"""

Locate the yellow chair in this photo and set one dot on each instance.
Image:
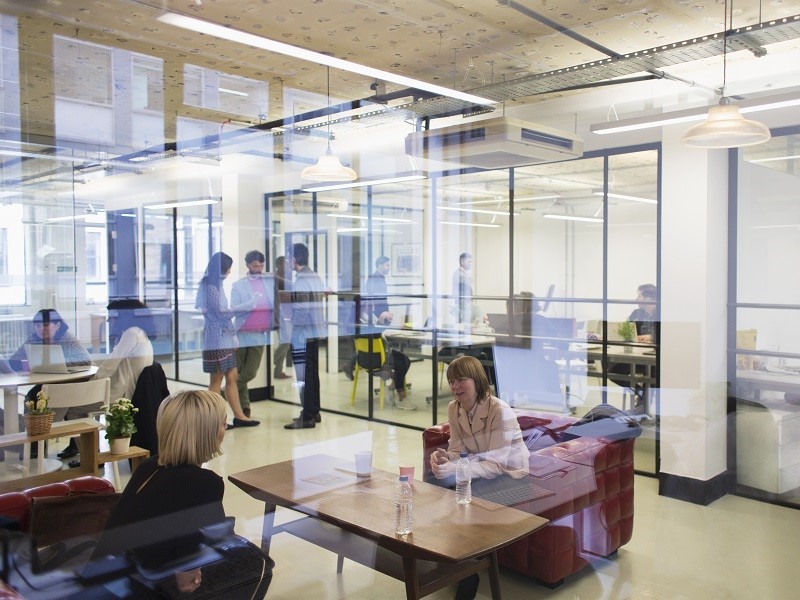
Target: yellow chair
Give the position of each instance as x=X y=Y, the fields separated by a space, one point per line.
x=370 y=356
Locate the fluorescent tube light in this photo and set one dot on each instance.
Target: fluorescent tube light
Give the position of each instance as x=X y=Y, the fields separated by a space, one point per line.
x=365 y=181
x=774 y=158
x=234 y=92
x=184 y=203
x=480 y=211
x=359 y=218
x=692 y=114
x=624 y=197
x=468 y=224
x=235 y=35
x=562 y=217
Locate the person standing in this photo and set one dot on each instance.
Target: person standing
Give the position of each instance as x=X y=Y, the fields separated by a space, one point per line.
x=219 y=360
x=282 y=350
x=252 y=303
x=308 y=327
x=462 y=288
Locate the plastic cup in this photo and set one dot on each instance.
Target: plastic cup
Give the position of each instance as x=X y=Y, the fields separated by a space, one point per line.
x=363 y=463
x=407 y=470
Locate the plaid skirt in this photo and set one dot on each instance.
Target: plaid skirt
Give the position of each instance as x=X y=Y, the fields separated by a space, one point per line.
x=219 y=360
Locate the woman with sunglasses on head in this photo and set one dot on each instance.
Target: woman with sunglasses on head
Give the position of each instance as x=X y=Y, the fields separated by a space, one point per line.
x=486 y=428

"""

For each line above that contains "person", add one to a count, then state only the final number.

**SOLVED EXERCISE**
2